#### [Task requirements]
Answer these questions from the Tibero Optimizer overview below, giving each answer on its own line with the matching letter.
(a) What document number does the page list?
(b) What is the optimizer's approach of choosing the plan with the lowest resource usage cost called?
(c) What name covers all object information, including tables and indexes, together with system information?

#### [Source excerpt]
────────────────

Document Type | Technical Information
Field | Administration
Applicable Product Version | 7FS02PS
Document Number | TADTI176
Overview
The Tibero Optimizer is the core engine inside the DBMS that finds the optimal (lowest cost) processing path to execute SQL as quickly and efficiently as possible, and it establishes the execution plan based on the plan with the lowest resource usage cost among executable plans. This method is called the Cost Based Optimizer (CBO) approach.
A lower cost means a more efficient execution plan can be established, and to accurately estimate the cost of an execution plan, information about all objects used by the SQL statement and performance data of the system's I/O, CPU, and memory are required. All object information, including tables and indexes, as well as system information, are called Optimizer statistics. To maintain appropriate performance, it is necessary to decide on an efficient time and method for collecting statistics. Understanding the characteristics of optimizer statistics and methods for collecting them is the most important factor in optimizing SQL execution.

────────────────

#### [Supplied material]
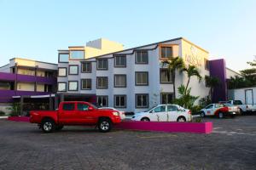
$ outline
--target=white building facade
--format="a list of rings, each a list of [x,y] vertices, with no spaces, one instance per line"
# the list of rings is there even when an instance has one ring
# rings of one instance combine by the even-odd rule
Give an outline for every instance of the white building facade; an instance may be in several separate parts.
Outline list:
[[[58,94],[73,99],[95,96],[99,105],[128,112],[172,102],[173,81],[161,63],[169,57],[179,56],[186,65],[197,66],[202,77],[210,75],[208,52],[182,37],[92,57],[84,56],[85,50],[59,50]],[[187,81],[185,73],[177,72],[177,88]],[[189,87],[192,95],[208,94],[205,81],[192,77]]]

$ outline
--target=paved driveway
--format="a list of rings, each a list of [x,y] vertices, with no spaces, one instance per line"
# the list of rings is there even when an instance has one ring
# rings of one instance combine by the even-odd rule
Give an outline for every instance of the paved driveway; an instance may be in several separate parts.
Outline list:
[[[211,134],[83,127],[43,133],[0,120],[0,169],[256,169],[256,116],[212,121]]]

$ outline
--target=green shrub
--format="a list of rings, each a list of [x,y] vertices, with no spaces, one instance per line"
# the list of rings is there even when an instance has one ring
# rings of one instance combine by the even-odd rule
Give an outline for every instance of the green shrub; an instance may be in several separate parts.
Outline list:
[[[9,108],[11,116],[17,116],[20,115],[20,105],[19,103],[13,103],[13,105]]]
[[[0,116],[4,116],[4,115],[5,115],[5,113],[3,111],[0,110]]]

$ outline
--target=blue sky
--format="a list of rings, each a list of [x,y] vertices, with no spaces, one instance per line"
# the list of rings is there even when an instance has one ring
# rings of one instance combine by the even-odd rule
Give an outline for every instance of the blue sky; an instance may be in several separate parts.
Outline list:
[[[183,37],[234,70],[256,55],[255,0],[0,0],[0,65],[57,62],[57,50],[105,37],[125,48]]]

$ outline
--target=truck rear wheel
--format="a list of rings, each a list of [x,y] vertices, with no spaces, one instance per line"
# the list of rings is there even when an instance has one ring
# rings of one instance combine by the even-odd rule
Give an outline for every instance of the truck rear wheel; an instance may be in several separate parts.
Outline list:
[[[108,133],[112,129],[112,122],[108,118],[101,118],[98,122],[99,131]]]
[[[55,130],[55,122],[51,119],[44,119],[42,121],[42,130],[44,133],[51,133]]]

────────────────

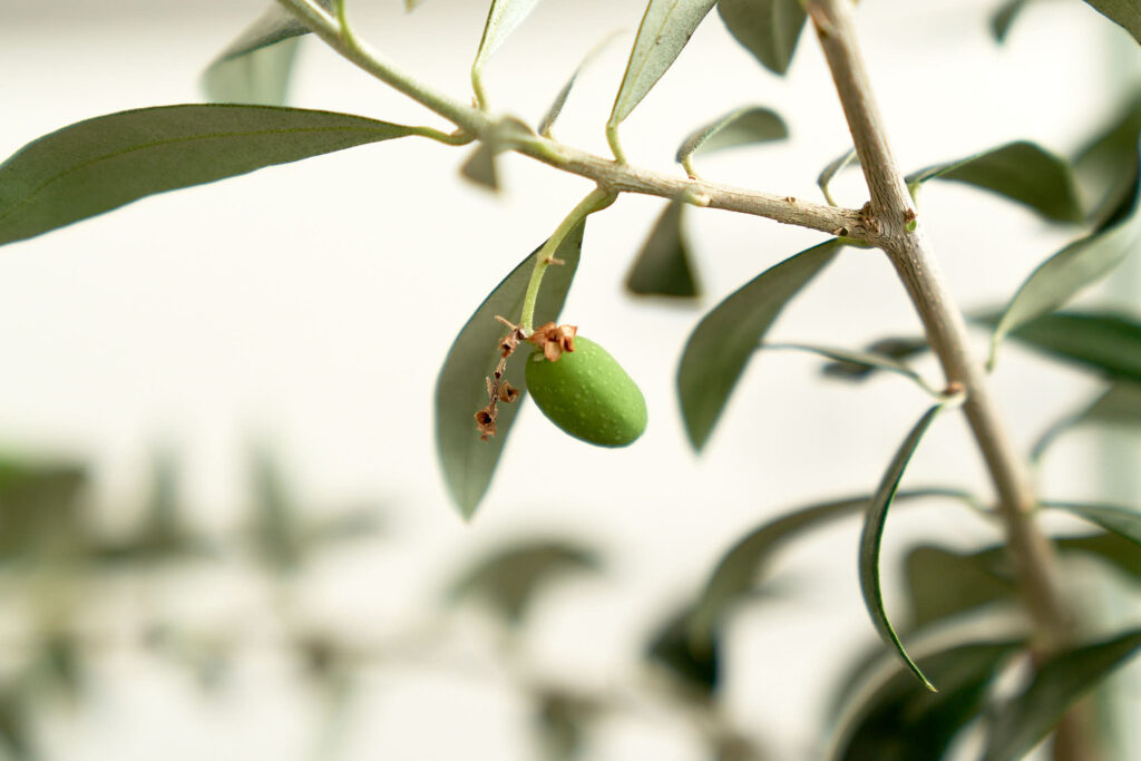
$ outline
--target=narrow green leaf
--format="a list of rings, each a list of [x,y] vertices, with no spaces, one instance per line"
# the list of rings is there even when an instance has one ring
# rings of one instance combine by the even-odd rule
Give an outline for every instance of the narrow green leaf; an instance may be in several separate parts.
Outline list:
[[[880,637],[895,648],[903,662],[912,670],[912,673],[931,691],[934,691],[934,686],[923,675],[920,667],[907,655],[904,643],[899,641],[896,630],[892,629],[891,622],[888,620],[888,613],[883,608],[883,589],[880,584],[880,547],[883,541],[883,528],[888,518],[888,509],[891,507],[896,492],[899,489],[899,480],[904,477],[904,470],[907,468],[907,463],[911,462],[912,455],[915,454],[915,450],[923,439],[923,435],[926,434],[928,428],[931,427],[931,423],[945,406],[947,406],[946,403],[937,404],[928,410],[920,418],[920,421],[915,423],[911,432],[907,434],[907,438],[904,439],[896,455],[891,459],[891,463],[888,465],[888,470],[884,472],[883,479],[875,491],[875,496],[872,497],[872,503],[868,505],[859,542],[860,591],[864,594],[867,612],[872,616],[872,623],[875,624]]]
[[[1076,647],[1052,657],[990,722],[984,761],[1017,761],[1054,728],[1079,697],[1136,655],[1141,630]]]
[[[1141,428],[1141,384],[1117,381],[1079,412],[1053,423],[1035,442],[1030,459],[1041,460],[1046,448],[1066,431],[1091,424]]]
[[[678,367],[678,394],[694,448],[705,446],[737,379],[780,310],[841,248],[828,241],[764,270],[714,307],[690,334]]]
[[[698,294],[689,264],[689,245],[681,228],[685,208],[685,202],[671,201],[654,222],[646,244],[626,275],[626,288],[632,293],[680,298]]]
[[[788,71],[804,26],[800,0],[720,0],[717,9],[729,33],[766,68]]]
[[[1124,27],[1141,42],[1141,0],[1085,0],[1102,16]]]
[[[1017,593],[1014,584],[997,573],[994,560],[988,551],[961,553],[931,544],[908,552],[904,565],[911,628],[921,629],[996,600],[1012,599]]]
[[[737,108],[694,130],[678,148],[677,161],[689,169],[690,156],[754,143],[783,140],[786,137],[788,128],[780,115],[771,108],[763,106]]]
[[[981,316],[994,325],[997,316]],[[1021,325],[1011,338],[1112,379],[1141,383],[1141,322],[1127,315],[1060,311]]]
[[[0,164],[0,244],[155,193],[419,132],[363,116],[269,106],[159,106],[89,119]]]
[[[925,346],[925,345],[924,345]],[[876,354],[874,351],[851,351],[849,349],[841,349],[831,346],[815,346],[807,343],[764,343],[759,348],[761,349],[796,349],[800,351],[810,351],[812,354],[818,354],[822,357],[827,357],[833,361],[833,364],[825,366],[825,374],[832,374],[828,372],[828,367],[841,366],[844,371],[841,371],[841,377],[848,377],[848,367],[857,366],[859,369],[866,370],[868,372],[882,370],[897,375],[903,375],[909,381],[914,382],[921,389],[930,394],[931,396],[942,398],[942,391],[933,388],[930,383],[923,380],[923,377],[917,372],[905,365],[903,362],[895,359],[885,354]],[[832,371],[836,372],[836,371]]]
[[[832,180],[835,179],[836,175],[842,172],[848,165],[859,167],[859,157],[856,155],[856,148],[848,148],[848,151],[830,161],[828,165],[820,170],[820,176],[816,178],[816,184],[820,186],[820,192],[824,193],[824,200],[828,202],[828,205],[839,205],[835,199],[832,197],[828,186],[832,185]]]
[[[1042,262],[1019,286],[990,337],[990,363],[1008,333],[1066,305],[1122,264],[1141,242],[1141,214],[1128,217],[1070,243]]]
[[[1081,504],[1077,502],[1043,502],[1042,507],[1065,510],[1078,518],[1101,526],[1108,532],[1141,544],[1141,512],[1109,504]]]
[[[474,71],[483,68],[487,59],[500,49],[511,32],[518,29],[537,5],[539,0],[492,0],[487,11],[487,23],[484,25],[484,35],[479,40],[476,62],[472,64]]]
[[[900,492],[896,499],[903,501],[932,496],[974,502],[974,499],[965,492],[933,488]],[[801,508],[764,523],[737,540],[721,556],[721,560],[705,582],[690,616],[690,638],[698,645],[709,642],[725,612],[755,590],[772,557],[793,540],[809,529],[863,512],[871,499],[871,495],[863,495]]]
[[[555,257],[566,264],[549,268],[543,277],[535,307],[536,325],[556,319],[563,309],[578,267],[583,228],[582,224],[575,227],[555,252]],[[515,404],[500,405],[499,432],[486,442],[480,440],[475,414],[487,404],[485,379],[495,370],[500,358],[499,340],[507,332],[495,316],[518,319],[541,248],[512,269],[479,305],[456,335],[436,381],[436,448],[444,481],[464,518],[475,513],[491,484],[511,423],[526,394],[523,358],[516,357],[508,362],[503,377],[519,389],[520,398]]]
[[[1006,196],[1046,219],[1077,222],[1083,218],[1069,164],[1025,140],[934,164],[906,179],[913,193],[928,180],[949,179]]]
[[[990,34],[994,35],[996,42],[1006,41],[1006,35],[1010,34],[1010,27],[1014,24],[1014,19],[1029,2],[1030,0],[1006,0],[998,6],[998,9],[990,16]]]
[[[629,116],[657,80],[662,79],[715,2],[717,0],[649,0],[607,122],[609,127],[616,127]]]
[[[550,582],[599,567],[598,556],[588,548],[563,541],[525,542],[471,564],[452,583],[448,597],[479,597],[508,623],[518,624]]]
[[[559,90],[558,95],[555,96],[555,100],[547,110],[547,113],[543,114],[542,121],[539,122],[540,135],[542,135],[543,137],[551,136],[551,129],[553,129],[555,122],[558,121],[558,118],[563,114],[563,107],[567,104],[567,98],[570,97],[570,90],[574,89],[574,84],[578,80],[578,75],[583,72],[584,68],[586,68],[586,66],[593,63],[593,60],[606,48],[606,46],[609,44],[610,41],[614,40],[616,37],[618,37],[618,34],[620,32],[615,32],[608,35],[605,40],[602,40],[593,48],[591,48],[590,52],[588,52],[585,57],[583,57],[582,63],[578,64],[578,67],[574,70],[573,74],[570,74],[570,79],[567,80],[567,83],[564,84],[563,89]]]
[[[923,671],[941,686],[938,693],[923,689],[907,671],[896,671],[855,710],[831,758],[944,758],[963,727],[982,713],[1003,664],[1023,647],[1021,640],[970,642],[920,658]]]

────────────────

#### [The reply]
(a) TADTI176
(b) The Cost Based Optimizer (CBO) approach
(c) Optimizer statistics